EXTRAIT DE PAGE -
────
C'était en février, dans une salle de réunion de La Presse. Alex Baumann, grand nageur olympique devenu chef du programme «À nous le podium», expliquait ses plans de développement de nos athlètes d'élite. À l'évidence, le sport canadien comptait sur un dirigeant d'exception: propos étoffés, élocution claire et analyse rigoureuse des enjeux.

Qui aurait cru, en l'observant si concentré et maître de ses dossiers, qu'il avait reçu une terrible nouvelle un mois plus tôt? Une nouvelle qu'il n'avait confiée qu'à ses proches. Âgé de 46 ans, Alex Baumann, double médaillé d'or des Jeux de Los Angeles, souffrait du cancer de la prostate. Une intervention chirurgicale majeure était nécessaire pour empêcher la propagation de la maladie.

- Comment as-tu fait, Alex, pour nous parler de sport si librement ce jour-là? Tu devais pourtant être rongé par l'inquiétude...

À l'autre bout du fil, Baumann lâche un soupir. «Ça n'a pas été facile. Mais j'ai vite constaté que le travail me distrayait. Je voulais demeurer actif en attendant l'opération. J'ai aussi entretenu ma forme en nageant plusieurs fois par semaine. Tu sais, tous ces événements ont été encore plus difficiles pour ma famille. La bonne nouvelle, c'est que mon cancer a été diagnostiqué rapidement.»
────
Données d'ancrage d'objets en langage naturel
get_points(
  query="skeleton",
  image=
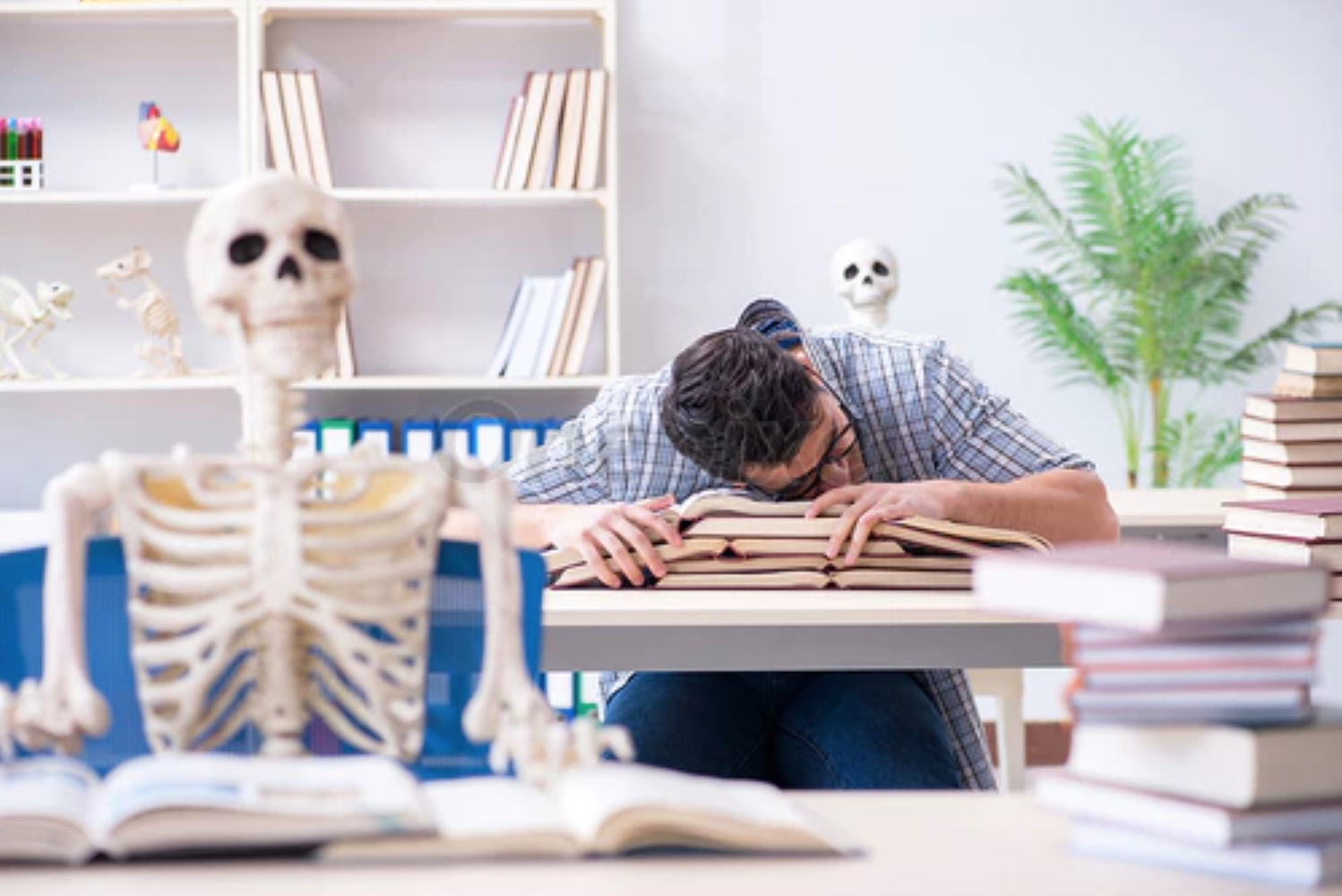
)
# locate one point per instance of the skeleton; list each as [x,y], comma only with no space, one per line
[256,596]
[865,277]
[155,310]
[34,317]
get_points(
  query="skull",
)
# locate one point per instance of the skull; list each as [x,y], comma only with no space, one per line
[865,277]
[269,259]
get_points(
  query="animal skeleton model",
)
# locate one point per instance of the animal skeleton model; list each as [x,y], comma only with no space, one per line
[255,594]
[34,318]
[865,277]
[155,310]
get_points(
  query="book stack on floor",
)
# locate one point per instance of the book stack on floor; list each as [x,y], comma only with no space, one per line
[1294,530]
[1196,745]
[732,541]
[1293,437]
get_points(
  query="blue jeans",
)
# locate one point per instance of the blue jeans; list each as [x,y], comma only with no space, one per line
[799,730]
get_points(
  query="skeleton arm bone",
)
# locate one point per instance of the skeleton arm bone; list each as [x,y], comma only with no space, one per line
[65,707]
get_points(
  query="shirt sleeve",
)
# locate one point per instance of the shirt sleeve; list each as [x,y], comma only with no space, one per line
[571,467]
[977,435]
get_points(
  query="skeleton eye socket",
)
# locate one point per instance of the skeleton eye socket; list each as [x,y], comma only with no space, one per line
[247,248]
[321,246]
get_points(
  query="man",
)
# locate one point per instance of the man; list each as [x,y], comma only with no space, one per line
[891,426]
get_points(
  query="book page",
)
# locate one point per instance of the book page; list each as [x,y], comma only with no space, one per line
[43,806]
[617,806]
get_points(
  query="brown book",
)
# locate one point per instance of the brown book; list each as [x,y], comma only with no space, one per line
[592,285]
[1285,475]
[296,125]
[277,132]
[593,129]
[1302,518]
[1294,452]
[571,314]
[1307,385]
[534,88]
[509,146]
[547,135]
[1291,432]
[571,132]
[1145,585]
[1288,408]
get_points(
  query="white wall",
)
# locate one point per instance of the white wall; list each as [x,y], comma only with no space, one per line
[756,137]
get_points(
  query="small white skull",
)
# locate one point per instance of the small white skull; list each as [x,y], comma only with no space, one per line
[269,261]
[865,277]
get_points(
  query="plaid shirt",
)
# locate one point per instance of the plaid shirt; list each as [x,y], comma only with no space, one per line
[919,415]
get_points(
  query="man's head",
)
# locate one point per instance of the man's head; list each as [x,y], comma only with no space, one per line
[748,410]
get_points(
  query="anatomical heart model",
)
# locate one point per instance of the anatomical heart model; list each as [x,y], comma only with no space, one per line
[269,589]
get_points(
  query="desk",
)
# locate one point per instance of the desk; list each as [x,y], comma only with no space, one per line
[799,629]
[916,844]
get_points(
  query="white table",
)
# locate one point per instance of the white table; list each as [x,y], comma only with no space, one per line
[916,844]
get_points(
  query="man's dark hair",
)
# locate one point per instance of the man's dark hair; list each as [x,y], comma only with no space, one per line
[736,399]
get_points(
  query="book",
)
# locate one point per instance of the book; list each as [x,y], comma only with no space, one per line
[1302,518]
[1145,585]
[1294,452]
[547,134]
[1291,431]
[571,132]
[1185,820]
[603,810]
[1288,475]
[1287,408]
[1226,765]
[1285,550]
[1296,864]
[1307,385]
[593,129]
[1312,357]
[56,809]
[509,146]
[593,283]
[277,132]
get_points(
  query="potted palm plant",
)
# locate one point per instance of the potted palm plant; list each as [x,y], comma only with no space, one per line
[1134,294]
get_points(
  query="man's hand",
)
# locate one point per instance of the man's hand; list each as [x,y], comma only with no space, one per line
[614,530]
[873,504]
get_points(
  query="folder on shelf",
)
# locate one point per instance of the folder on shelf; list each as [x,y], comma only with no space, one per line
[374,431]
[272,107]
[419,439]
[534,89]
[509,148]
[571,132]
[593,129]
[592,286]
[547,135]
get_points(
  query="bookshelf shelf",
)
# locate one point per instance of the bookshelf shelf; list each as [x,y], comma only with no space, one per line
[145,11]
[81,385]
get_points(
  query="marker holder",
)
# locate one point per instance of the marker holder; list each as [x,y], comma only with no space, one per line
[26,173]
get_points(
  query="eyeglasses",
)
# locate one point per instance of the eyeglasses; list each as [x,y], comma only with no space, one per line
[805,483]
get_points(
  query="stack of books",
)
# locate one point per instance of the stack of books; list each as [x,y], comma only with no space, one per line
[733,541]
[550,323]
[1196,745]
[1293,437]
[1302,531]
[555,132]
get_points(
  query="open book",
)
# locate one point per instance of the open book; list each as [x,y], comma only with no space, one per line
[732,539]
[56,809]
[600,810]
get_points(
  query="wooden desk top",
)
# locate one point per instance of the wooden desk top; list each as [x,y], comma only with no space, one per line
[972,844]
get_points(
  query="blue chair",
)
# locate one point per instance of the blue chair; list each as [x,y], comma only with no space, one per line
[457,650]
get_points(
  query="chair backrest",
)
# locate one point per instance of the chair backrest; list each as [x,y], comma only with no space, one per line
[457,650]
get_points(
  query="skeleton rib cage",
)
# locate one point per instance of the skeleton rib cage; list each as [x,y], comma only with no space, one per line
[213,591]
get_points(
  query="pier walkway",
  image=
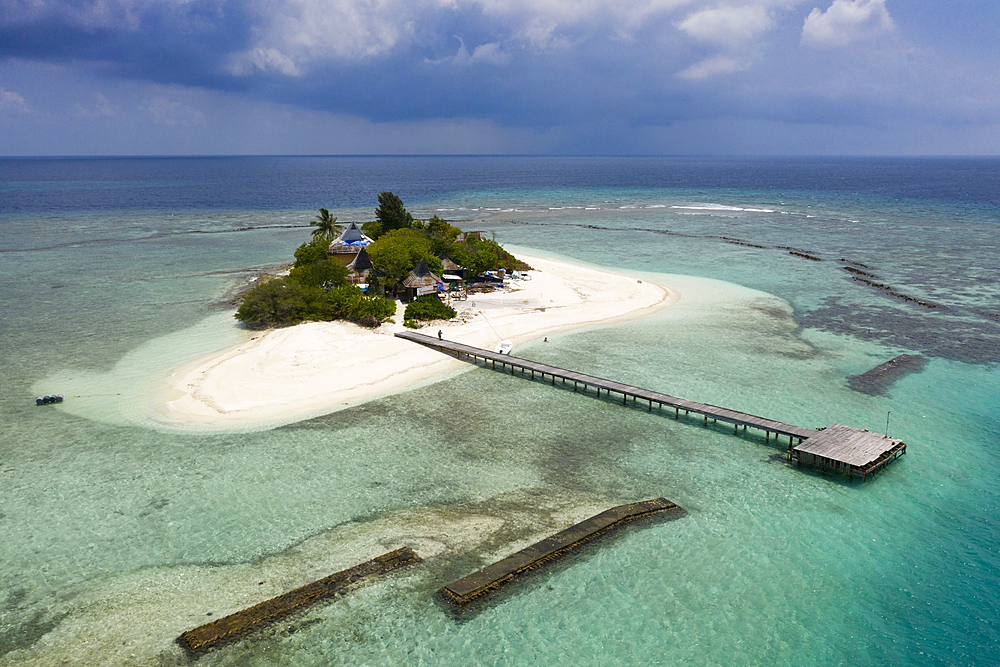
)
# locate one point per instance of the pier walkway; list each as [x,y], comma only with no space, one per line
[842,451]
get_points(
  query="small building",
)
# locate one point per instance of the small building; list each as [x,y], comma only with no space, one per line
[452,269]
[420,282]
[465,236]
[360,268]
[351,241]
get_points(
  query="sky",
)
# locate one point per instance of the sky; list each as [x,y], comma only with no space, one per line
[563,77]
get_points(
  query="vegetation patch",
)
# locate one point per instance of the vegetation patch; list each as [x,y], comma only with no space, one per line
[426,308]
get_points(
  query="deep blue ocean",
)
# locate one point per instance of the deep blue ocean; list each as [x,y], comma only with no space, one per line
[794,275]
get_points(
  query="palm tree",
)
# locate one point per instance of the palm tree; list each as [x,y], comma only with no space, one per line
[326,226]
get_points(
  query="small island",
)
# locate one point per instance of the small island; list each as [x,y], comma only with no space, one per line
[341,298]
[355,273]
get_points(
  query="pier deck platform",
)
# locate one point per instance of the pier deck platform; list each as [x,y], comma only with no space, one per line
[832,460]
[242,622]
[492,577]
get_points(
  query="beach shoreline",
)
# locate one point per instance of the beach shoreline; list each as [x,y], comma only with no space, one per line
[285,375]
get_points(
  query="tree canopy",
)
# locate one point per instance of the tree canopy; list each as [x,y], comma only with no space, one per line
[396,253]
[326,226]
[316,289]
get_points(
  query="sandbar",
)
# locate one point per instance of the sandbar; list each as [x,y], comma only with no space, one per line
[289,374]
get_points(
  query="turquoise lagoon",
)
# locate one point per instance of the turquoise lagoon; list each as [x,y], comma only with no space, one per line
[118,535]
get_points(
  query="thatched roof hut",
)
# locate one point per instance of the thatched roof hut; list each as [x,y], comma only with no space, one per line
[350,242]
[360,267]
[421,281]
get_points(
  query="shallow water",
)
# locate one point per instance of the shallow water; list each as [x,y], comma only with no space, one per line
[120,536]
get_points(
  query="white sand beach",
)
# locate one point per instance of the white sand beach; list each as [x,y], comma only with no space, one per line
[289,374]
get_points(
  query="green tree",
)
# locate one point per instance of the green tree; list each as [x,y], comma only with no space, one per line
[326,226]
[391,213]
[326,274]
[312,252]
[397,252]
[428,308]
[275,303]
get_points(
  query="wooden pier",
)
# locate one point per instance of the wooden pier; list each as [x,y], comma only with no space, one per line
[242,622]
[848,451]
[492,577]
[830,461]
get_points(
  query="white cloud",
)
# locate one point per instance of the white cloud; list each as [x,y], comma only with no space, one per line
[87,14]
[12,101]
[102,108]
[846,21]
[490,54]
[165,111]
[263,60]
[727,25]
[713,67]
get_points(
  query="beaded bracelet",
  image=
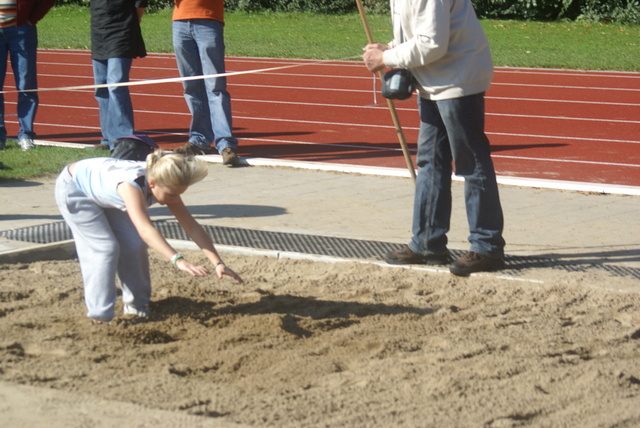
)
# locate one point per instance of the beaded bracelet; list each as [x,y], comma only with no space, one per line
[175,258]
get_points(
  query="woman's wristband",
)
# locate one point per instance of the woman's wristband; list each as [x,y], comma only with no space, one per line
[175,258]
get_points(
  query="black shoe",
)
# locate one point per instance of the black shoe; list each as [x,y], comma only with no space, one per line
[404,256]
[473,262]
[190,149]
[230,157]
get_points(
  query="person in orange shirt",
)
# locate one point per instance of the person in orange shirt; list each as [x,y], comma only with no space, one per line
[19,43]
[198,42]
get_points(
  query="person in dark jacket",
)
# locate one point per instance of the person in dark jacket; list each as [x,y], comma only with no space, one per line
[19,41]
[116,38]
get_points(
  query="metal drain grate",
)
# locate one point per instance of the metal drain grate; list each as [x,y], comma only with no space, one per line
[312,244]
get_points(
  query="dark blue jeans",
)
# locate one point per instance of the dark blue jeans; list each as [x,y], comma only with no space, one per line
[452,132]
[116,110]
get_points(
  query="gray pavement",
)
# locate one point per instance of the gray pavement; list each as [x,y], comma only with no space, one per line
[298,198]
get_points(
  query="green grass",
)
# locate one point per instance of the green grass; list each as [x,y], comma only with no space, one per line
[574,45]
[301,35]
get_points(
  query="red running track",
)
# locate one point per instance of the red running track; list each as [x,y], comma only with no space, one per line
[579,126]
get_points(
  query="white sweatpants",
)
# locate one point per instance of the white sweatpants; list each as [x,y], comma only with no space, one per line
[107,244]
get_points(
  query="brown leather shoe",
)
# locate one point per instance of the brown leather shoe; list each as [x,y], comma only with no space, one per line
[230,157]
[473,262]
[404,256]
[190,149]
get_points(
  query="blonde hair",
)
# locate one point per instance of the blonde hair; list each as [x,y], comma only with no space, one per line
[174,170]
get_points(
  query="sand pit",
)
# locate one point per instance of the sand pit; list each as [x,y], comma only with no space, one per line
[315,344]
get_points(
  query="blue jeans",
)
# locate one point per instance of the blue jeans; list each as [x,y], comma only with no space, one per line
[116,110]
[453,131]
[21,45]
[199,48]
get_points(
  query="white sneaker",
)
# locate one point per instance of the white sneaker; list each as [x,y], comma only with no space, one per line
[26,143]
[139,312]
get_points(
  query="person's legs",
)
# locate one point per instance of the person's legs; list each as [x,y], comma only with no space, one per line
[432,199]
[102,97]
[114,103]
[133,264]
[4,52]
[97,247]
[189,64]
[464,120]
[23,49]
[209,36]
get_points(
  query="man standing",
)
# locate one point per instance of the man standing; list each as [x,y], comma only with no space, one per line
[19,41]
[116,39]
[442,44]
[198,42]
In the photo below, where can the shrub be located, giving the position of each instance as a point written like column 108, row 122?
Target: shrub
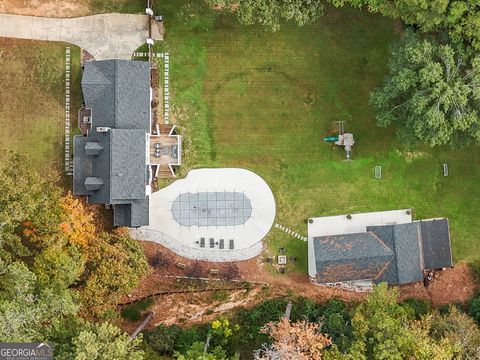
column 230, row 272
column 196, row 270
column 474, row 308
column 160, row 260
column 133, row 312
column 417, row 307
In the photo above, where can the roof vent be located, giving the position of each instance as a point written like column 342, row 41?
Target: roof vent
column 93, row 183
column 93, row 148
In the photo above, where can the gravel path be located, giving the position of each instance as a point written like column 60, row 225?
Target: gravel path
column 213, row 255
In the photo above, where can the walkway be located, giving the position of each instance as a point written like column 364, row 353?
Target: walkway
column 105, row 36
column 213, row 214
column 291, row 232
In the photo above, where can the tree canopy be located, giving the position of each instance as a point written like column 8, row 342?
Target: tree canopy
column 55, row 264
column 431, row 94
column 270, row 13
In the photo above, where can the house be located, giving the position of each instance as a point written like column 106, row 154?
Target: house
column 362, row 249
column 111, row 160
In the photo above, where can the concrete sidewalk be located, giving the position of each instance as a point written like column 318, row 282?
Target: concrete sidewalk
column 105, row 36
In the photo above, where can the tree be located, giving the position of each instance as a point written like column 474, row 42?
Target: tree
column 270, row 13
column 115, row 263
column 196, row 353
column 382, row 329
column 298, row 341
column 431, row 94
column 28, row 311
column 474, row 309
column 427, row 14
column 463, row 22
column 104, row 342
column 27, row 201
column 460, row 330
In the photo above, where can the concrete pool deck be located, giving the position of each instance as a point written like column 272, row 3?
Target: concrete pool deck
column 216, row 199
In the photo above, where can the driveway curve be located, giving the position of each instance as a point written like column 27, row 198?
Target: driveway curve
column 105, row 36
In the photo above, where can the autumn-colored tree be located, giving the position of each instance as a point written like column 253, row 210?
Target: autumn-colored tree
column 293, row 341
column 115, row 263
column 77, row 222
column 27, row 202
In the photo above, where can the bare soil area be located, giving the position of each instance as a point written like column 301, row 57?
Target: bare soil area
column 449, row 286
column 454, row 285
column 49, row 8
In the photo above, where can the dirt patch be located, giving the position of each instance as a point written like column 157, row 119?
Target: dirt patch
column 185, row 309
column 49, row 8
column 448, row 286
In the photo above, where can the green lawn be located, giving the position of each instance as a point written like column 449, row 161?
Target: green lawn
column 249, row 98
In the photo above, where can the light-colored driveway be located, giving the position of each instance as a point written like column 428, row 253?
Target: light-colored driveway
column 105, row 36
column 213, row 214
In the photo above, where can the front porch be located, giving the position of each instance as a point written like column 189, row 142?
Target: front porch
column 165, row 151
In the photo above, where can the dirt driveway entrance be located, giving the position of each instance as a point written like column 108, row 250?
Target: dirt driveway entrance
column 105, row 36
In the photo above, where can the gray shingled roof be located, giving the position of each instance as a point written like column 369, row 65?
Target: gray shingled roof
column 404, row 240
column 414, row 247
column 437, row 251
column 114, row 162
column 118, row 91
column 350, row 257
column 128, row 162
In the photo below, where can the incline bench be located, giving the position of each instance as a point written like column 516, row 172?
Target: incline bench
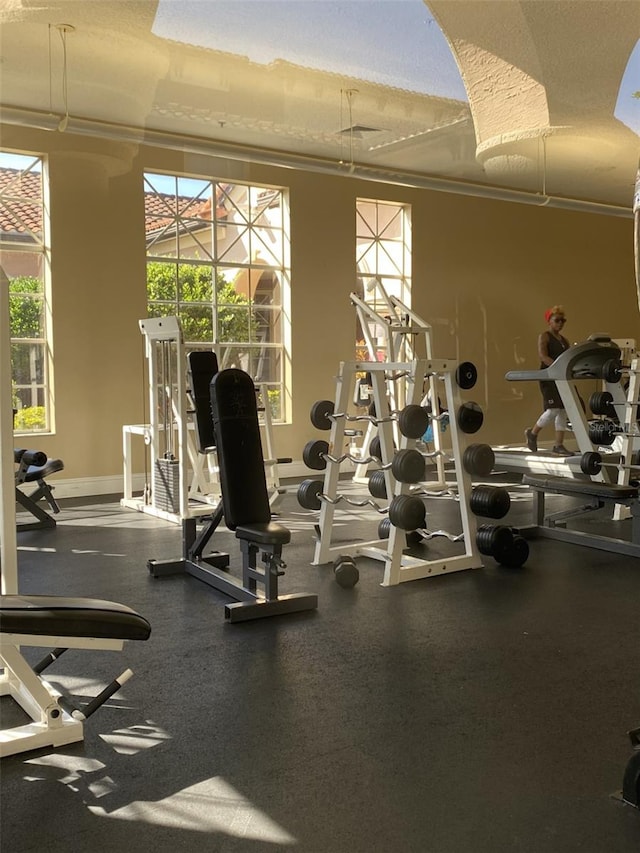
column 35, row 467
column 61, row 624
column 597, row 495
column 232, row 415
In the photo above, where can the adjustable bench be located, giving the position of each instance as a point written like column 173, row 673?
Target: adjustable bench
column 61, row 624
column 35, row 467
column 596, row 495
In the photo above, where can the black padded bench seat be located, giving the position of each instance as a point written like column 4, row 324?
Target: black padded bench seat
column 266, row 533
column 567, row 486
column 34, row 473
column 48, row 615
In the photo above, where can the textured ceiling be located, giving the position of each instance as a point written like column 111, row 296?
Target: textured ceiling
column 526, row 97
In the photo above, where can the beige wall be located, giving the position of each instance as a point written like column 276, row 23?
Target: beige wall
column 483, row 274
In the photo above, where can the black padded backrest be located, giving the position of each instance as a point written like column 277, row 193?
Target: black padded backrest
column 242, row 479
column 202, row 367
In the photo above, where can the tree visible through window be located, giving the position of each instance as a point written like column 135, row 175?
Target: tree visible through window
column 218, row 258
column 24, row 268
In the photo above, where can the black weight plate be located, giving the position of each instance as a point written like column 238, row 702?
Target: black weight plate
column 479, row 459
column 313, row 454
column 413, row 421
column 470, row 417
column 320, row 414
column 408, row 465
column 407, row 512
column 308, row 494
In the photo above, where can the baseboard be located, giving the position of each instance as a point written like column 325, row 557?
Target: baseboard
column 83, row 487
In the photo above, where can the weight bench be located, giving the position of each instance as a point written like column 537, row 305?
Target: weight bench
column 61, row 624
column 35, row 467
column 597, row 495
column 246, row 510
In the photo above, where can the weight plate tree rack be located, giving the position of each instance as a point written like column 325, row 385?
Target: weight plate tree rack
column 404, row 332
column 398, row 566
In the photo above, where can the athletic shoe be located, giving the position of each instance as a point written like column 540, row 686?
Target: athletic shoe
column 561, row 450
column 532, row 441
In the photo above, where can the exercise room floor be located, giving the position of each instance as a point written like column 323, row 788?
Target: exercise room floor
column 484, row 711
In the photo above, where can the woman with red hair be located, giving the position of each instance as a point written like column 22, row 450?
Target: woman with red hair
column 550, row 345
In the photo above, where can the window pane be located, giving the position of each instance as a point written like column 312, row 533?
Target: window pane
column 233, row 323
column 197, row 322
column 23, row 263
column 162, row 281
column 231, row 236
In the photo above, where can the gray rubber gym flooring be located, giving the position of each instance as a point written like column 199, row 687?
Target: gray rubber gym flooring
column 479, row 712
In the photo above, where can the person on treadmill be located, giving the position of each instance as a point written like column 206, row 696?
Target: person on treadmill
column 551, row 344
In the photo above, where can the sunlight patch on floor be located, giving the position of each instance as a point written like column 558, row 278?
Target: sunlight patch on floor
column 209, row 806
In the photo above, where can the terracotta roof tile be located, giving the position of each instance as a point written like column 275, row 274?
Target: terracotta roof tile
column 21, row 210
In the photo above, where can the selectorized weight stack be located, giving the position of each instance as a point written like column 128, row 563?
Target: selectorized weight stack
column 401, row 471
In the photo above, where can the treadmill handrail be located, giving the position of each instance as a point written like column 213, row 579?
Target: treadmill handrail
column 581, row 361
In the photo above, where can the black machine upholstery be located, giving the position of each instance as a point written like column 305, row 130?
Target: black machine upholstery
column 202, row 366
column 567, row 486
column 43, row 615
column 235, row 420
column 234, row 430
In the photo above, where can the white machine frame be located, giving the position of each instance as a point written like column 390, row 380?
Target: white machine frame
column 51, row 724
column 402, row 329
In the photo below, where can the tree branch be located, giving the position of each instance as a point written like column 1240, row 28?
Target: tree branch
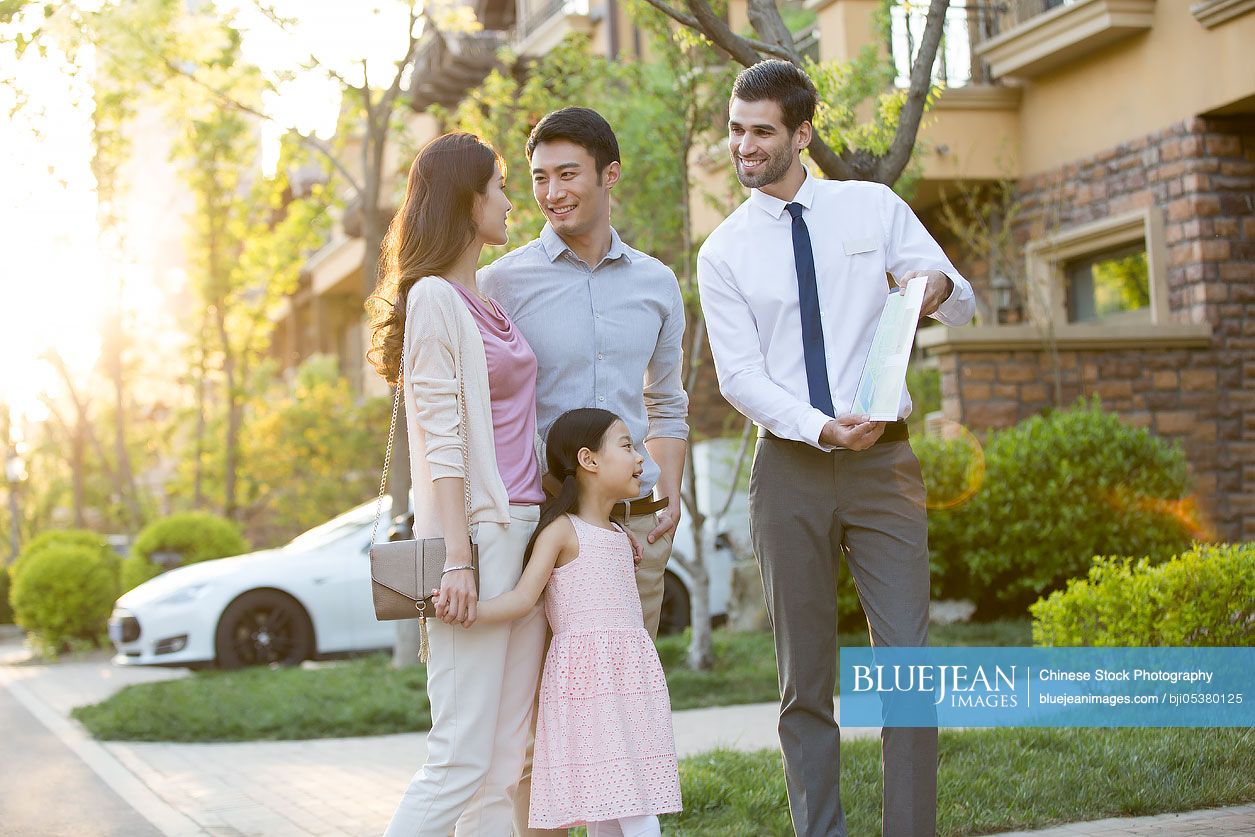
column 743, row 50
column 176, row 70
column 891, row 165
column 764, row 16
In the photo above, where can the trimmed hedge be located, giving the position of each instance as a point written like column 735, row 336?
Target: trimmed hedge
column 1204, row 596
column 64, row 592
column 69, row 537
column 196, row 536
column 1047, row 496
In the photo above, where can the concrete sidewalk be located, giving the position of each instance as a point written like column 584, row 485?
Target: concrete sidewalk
────
EXPLORER LE CONTENU -
**1)** Réécris plus brièvement le paragraphe de l'article sur Alex Baumann qui commence par « Qui aurait cru », en conservant ses faits essentiels.
**2)** Relève toutes les caractéristiques que l'article sur Alex Baumann attribue au « dirigeant d'exception » dans son premier paragraphe.
**3)** Donne la suite de l'article sur Alex Baumann, après la phrase « La bonne nouvelle, c'est que mon cancer a été diagnostiqué rapidement. »
Les enregistrements n'ont aucun lien avec l'article sur Alex Baumann.

RÉPONSES DÉTAILLÉES -
**1)** Un mois plus tôt, Alex Baumann, 46 ans, double médaillé d'or des Jeux de Los Angeles, avait appris qu'il souffrait du cancer de la prostate. Il n'avait confié la nouvelle qu'à ses proches. Une intervention chirurgicale majeure était nécessaire pour empêcher la propagation de la maladie.

**2)**
- propos étoffés
- élocution claire
- analyse rigoureuse des enjeux

**3)**
Le 26 avril, Baumann a été opéré par le docteur Kevin Zorn, expert dans l'utilisation des hautes technologies, à l'Hôpital du Sacré-Coeur de Montréal. Deux semaines plus tard, rassuré sur son état de santé, il a révélé cet épisode angoissant. Une onde de choc a parcouru le Canada.

«J'ai été surpris par l'ampleur des réactions, dit-il. Mais si mon histoire a convaincu un seul homme de subir un test de dépistage, cela en aura valu la peine.»

En 1999, Baumann avait vaincu un cancer des testicules. Ce deuxième combat en 12 ans avec la maladie a provoqué une profonde réflexion au sein de sa famille. Marié à une Australienne et père de deux enfants, eux-mêmes des nageurs prometteurs, Alex ne compte pas de parenté au Canada.

«La famille de mon épouse Tracy vit à Brisbane, en Australie, poursuit-il. Nous les avons visités au mois d'août. Ce fut l'occasion de faire beaucoup d'introspection. Et puis, une offre inattendue s'est présentée. On m'a offert la direction de l'Institut des Sports de haute performance de Nouvelle-Zélande...»

La semaine dernière, Baumann a accepté cette proposition. Dans un texte rédigé à cette occasion, il a écrit: «C'est face aux plus grands défis de la vie que nous nous tournons vers la famille pour nous appuyer sur l'amour et le soutien qu'eux seuls sauraient fournir. Ce soutien manquait à ma femme et à mes enfants, et la tyrannie de la distance commençait à peser sur nous.»

Un autre facteur a pesé dans sa décision. À Ottawa, l'entraîneur de natation de son fils a démissionné. Ashton Baumann a alors examiné la possibilité de joindre un club australien, notamment afin d'éviter notre rude hiver qui lui cause des problèmes de santé récurrents. Soudain, pour Alex et Tracy Baumann, le choix est apparu clair: la famille s'établirait en Nouvelle-Zélande.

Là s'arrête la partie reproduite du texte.